__EJERCICIOS POR RESOLVER__.
- A) Reproduce literalmente la parte del fragmento sobre los conquistadores y los mexicas que va desde "Por su parte" hasta "que hicieron acompañarlos.".
- B) Según el fragmento sobre los conquistadores y los mexicas, ¿quiénes transmitían a los expedicionarios los rumores de conspiraciones y ataques?

__FRAGMENTO PROPORCIONADO__.
Por su parte y desde la perspectiva española, la victoria tan espléndida como incruenta se confirmaba en la “vida a cuerpo de rey” que llevaban los conquistadores en el palacio; con mentalidad de vencedores, comenzaron a acumular el botín que les debía corresponder; organizaron rondines por la ciudad para reconocer y visitar templos, edificios públicos y escuelas con el fin de apoderarse de los metales preciosos que se guardaban en ellos, en forma de objetos de culto, ornamentos personales o tesoros. Más ambiciosos aún, los capitanes pidieron a sus anfitriones que les mostraran mapas y les dieran informes sobre los lugares donde se obtenían el oro y la plata. Sin dilación enviaron expediciones para inspeccionarlos y regresar con la mayor cantidad de riquezas que pudieran cargar, no ellos desde luego, sino los numerosos contingentes de tamemes o cargadores que hicieron acompañarlos.

Cada gramo de oro acumulado era para los expedicionarios una confirmación de la realidad y eficacia de su imaginada supremacía. Tal vez para los mexicas la intención fuera saciar el hambre de metales preciosos de los extraños seres que habían llegado a su ciudad con la esperanza de que regresaran satisfechos a su lugar de origen. No podían imaginar, tal vez, que esa sed era infinita: alimentada por las lógicas de acumulación del mercantilismo de la época, por la sed de riqueza de los individuos, empezando por el propio Cortés,  y por la necesidad que sentían de entregar a la Corona un cuantioso tesoro para conseguir su perdón por la traición cometida contra el gobernador de Cuba, Diego Velázquez.

Conforme el tesoro acumulado crecía a ojos de todos los expedicionarios, crecían también los celos y las desconfianzas entre ellos en torno a la manera en que debía repartirse tanta riqueza, nunca vista antes por esos hombres, ni en las humildes poblaciones extremeñas y castellanas donde nacieron, ni en sus modestos asentamientos en las islas del Caribe. También aumentaron, de manera inevitable, los miedos de perder estos inimaginables expolios.

En verdad, todos los expedicionarios sabían que su privilegiada posición era precaria y que la paz y el supuesto sometimiento de los mexicas podían romperse con facilidad y tornarse en su contrario: una guerra en la que estarían rodeados por un enemigo mucho más numeroso que pelearía en su propio terreno, una ciudad inexpugnable de la que sería casi imposible salir, temían que sus lujosos alojamientos se transformaran en una trampa mortal y el poderío adquirido se esfumara como un espejismo.

Esta desconfianza era alimentada por los constantes rumores de conspiraciones y ataques que les transmitían sus aliados mesoamericanos, tlaxcaltecas y otros, quienes desconfiaban como siempre de sus enemigos mexicas y encontraban por doquier signos de su perfidia.

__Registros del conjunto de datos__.

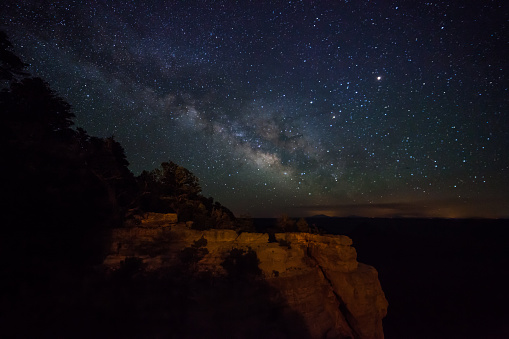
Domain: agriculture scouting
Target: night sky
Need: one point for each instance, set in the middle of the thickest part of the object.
(367, 108)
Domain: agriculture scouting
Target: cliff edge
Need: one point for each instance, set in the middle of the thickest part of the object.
(317, 275)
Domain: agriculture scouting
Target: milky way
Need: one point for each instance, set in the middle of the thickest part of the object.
(342, 108)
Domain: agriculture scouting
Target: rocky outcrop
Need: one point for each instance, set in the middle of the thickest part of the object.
(318, 275)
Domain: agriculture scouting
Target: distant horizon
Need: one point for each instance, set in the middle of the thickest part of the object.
(298, 107)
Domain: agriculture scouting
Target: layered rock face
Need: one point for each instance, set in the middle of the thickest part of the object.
(318, 275)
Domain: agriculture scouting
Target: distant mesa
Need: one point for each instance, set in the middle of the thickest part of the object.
(320, 216)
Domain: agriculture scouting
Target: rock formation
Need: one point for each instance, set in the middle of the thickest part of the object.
(318, 275)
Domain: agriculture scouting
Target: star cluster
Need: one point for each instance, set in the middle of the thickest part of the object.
(365, 107)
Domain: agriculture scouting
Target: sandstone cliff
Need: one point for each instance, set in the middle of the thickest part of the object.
(317, 275)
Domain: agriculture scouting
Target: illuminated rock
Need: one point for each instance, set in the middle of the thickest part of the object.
(318, 275)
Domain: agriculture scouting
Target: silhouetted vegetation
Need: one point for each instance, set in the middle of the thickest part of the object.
(62, 191)
(174, 188)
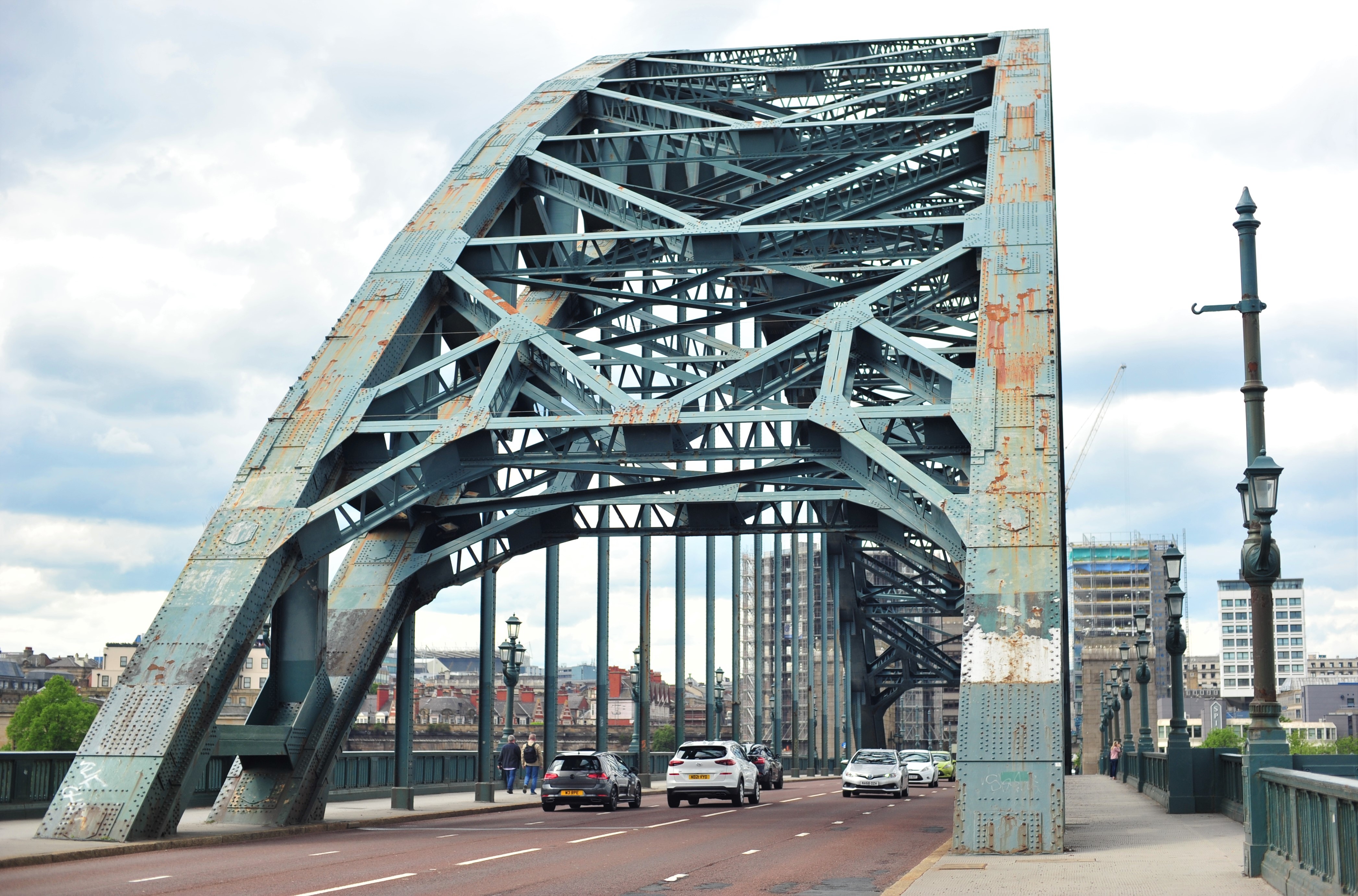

__RESPUESTAS__.
- A)
Por su parte y desde la perspectiva española, la victoria tan espléndida como incruenta se confirmaba en la “vida a cuerpo de rey” que llevaban los conquistadores en el palacio; con mentalidad de vencedores, comenzaron a acumular el botín que les debía corresponder; organizaron rondines por la ciudad para reconocer y visitar templos, edificios públicos y escuelas con el fin de apoderarse de los metales preciosos que se guardaban en ellos, en forma de objetos de culto, ornamentos personales o tesoros. Más ambiciosos aún, los capitanes pidieron a sus anfitriones que les mostraran mapas y les dieran informes sobre los lugares donde se obtenían el oro y la plata. Sin dilación enviaron expediciones para inspeccionarlos y regresar con la mayor cantidad de riquezas que pudieran cargar, no ellos desde luego, sino los numerosos contingentes de tamemes o cargadores que hicieron acompañarlos.

- B) Sus aliados mesoamericanos, tlaxcaltecas y otros.